Start of Input material

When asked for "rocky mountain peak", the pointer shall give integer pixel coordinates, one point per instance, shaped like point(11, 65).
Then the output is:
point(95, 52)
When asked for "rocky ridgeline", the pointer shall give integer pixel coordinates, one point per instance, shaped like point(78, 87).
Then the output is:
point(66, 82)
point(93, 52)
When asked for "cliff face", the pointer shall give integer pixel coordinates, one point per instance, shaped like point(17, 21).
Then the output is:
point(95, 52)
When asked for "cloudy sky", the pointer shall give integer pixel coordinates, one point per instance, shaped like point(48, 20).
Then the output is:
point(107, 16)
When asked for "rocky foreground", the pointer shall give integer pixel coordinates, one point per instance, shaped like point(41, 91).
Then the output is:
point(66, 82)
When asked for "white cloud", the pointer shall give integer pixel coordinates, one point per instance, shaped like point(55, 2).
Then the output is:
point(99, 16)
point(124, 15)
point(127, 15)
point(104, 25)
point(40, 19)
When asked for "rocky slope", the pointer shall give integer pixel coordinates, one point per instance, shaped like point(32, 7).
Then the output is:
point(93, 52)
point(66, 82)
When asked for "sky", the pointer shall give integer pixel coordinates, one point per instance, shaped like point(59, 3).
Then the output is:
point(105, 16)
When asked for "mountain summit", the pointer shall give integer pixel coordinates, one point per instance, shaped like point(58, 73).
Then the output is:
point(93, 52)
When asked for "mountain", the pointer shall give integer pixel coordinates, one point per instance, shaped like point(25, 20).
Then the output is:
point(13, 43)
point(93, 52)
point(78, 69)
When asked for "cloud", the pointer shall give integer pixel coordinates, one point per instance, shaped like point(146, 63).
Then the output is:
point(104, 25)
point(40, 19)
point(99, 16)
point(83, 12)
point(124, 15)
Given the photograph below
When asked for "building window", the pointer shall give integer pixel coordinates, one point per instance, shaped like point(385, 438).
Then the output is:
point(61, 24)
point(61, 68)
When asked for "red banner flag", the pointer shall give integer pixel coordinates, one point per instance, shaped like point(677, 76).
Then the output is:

End of Input material

▶ [Exercise]: Copy every line of the data above, word for word and in the same order.

▶ [Result of the exercise]:
When asked for "rocky mountain peak", the pointer shall give integer pixel coordinates, one point per instance, shaped like point(11, 65).
Then the output is:
point(95, 52)
When asked for "rocky ridgeline", the pointer shall give integer pixel coordinates, one point per instance, shaped like point(78, 87).
Then the output is:
point(66, 82)
point(93, 52)
When asked for "cliff face", the pointer shall give integer pixel coordinates, one point per instance, shaped like point(17, 21).
Then the output is:
point(95, 52)
When asked for "cloudy sky", the pointer shall give integer pixel coordinates, one point per instance, shaped like point(48, 20).
Then the output is:
point(107, 16)
When asked for "rocky foreground", the pointer shall give integer pixel coordinates, one point per instance, shaped like point(41, 91).
Then the output is:
point(66, 82)
When asked for "white cloud", the pointer shall give integer pixel coordinates, one point per instance, shaped like point(55, 2).
Then the output is:
point(99, 16)
point(124, 15)
point(127, 15)
point(104, 25)
point(40, 19)
When asked for "rocky slope", the pointer shall give integer pixel coordinates, one point per instance, shaped like point(32, 7).
Then the output is:
point(93, 52)
point(66, 82)
When asked for "sky", the pointer shall give integer pixel coordinates, one point per instance, shaped like point(59, 3).
Then the output is:
point(105, 16)
When asked for "mountain summit", the pointer shall give integer pixel coordinates, one point per instance, shaped like point(58, 73).
Then the output is:
point(93, 52)
When asked for "mountain", the pointer shall give integer pixel coordinates, one point per instance, shaped like point(25, 20).
Then the output is:
point(13, 43)
point(93, 52)
point(78, 69)
When asked for "cloud", the pointer shall give integer pixel coordinates, one point per instance, shaped like point(146, 63).
Then the output is:
point(104, 25)
point(40, 19)
point(99, 16)
point(83, 12)
point(124, 15)
Given the photograph below
When asked for "building window", the pointer shall give integer pixel coordinates, one point per instance, shaped like point(385, 438).
Then the output is:
point(61, 24)
point(61, 68)
When asked for "red banner flag", the pointer shall give integer pixel coordinates, one point per instance, shaped like point(677, 76).
Then the output is:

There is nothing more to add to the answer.